SELECTED PASSAGE ->
════════
My 10-year-old brother said about the virus: “This is the greatest vacation ever!”

          He must be the most spoiled child in the world.

*

April 9, 2020

I think I’ve watched about 15 different Mark Wahlberg films now, and I’m really not even sure why. I have ample time to do homework, yet I still get behind on it. I’ve found myself going almost crazy being locked in my house all day. My little brother watches The Simpsons all day in the living room, and again, I sit around watching that or watching movies on my laptop, getting behind on my schoolwork. I thought that school would be easier this way, being online, and it was at first. I was able to get so much done so quickly, and I was able to space out my assignments, not cram all my work into one weekend. But now I’ve gotten behind. Again.

It’s weird, I must admit, having my final semester online like this. At first, I was okay with it. Now, I feel ripped off, cheated almost, like my senior year was stolen from me. I haven’t been back to Boone since this pandemic began – I’m not sure why. Maybe I’m afraid that I will experience an influx of emotions; maybe I’m afraid that I will realize even more deeply what has been taken from me. Or maybe I’ll just want to stay. I don’t know.

*

My mother: “You boys are driving me insane.”

          She works as a elementary school principal from 8 a.m. to 5 p.m. every day, worrying about her students, and then she comes home to listen to my little brother do his best Homer Simpson impression and me doing something between Johnny Drama from Entourage and a knock-off Spenser Confidential.

“I feel like I’m in jail,” a friend told me this week. 

           That is if jail were 10 hours of Call of Duty, four hours of Rick and Morty, and a seemingly endless amount of Doritos.

*

April 16, 2020

It’s odd, I have found myself writing more this week then I have in a while. In fact, just yesterday I typed for more than 3 hours and wrote around 30-odd pages. But that writing isn’t really helping me in school. 

I have fallen behind in two of my five classes. It’s like I have all the inspiration in the world, but not to do my schoolwork. I have been reading voraciously since the pandemic started – as you can tell by my expanding vocabulary – but not what I need to read for my literature class, and I am writing- but not what I need to write for my Senior seminar course. 

The truth is, I think I am starting to feel like I am already on summer vacation. That’s why, as I write this, I am going to begin an agenda, a to-do list, to finish my senior year strong.
════════
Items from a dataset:

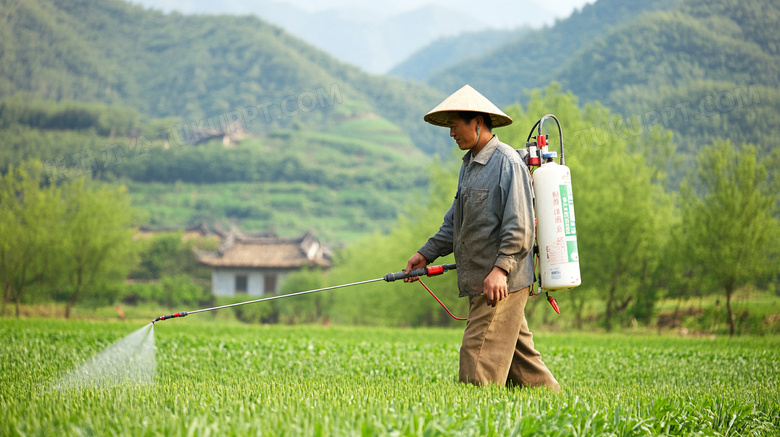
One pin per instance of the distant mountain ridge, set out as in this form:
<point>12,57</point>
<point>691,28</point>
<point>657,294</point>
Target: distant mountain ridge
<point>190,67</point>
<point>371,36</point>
════════
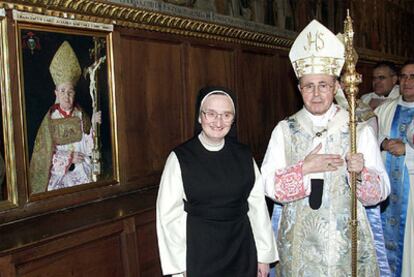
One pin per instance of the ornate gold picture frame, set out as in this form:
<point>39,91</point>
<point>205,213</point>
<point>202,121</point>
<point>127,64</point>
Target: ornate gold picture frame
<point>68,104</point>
════════
HOW TO COMPLETE THIS TASK -> Continue the lockdown journal above, starting right after its final sentence about beginning a to-do list to finish senior year strong.

RESPONSE TO THE EXERCISE ->
Or I may just watch another Mark Wahlberg movie. 

*

My stepmother: “Who orders sushi during a pandemic?”

          My stepbrother: “Fish don’t have the coronavirus mom.”

*

April 23, 2020

On Monday I achieved nothing: I sat on my couch and watched 10 hours of Community. Normally, I wait until around 5 o’clock before I turn on Netflix because even when I tell myself it’s “just one episode,” it’s never just one episode. So, after wasting one full day watching TV, and the next day thinking about how I wasted a full day watching TV, I set out to have a hugely successful Wednesday. I got out an agenda I haven’t used since the fourth grade (I found it in a box in my closet next to something called Monopoly?) and I wrote down all the things I was going to get done. 

In total, I jotted down eight items. 

I completed three.

I also found time to watch a Francis Ford Coppola documentary I’ve watched at least five times in my life.

In conclusion, I have used the coronavirus as an excuse to revert back to the laziness that plagued me about 8 months ago.

Don’t worry, though, I’m sure tomorrow will be way more beneficial.

*

My little brother’s conclusion: “Maybe we’ll be in quarantine forever.”

And mine: Good luck to you and yours. Stay safe out there. If everyone does their part, then maybe we can get football back in the fall.

*

Franklin Bogle is a native of Gastonia, North Carolina, and a 2020 graduate of Appalachian State University. He will begin a graduate program in English at the University of South Alabama in the fall, where he was awarded the Stokes Center Scholarship for incoming fiction writers.